§ **EXERCISE**: Every line from the one containing "For each instance of the yellow" through the end of the listing below must be given again exactly, and nothing else; exclude pictures.

§ **STORED DATA**:
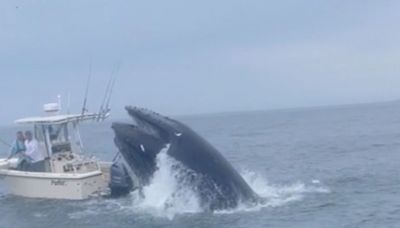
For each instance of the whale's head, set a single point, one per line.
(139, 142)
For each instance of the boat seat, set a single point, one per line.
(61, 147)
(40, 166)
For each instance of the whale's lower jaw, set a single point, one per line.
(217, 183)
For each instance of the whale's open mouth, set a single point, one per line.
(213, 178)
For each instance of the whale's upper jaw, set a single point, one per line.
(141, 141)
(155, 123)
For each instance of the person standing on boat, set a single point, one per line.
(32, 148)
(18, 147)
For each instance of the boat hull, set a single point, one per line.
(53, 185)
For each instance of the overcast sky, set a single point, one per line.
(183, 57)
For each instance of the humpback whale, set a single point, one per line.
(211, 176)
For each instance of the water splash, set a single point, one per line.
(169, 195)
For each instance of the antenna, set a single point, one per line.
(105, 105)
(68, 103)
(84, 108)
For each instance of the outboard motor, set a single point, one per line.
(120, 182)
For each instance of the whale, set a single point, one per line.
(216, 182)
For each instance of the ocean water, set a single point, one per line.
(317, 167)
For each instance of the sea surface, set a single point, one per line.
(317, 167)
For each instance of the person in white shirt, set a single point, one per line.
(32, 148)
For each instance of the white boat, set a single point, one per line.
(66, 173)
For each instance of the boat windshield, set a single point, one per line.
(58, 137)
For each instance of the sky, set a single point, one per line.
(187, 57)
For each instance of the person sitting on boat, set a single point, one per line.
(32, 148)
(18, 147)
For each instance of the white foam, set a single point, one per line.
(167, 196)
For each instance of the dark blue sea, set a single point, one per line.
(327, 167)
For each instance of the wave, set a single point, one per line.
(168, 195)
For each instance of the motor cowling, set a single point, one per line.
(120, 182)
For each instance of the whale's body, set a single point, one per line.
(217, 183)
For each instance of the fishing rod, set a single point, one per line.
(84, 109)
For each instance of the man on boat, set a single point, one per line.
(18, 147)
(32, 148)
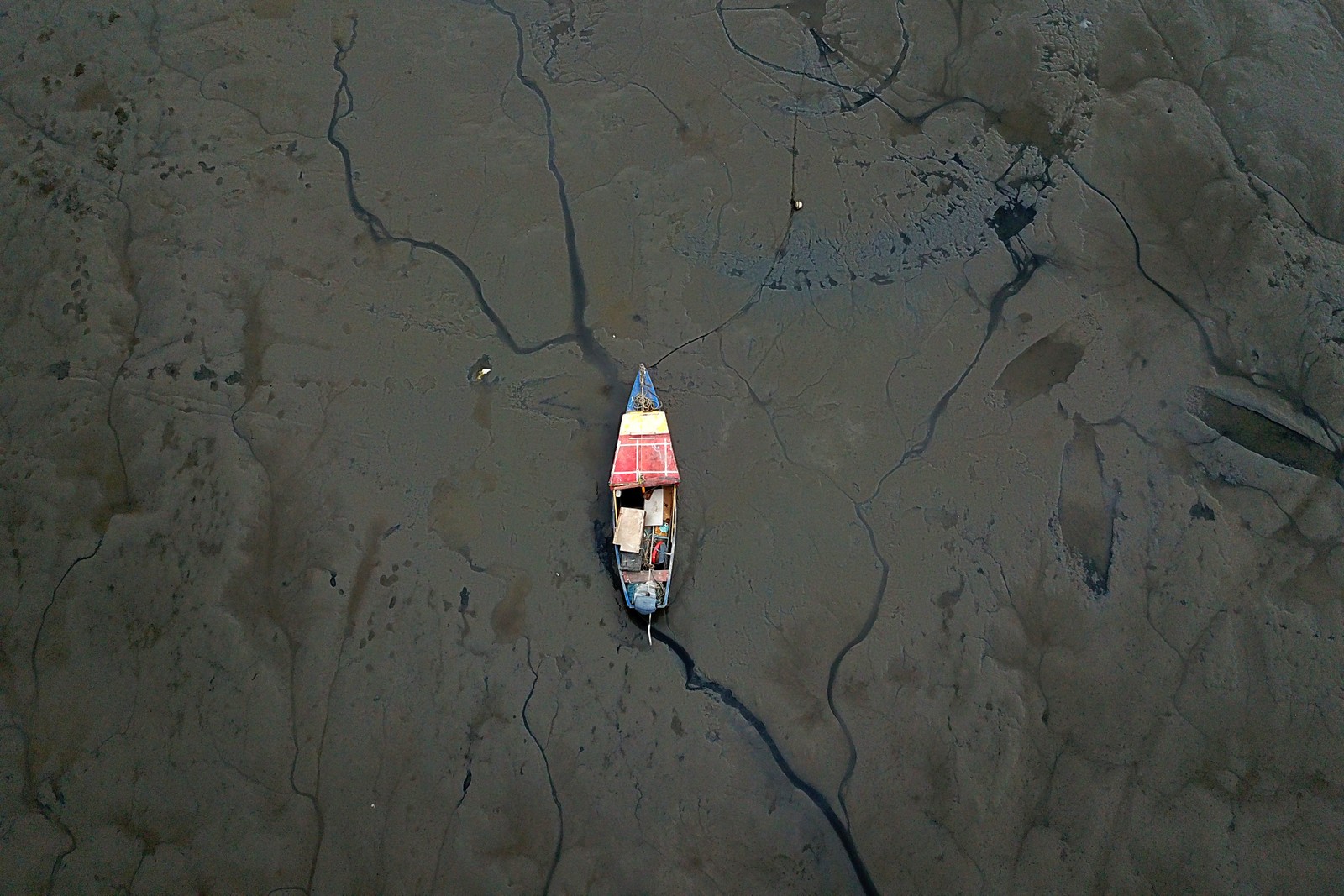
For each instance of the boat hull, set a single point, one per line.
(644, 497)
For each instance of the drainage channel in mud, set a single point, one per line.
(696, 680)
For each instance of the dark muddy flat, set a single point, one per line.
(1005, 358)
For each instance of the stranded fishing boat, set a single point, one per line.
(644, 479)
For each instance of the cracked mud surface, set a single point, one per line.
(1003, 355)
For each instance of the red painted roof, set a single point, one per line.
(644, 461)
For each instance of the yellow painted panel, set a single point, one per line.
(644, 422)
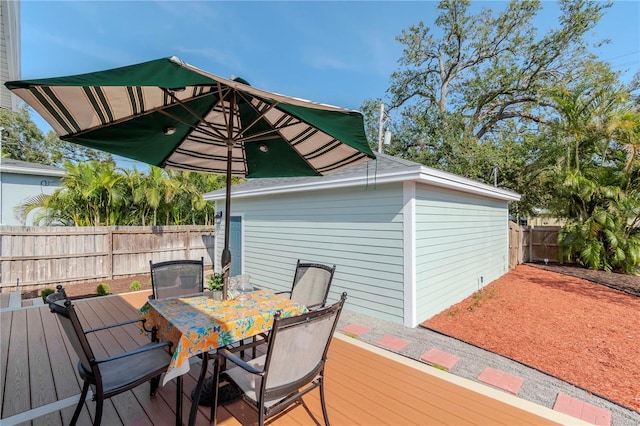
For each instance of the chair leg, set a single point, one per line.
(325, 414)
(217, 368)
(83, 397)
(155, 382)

§ **ANSWER SECTION**:
For each instance of the yellow painted panel, set a single point, one per line.
(644, 422)
For each instance of the chair leg, set a single point, one per line.
(325, 414)
(217, 368)
(83, 397)
(155, 382)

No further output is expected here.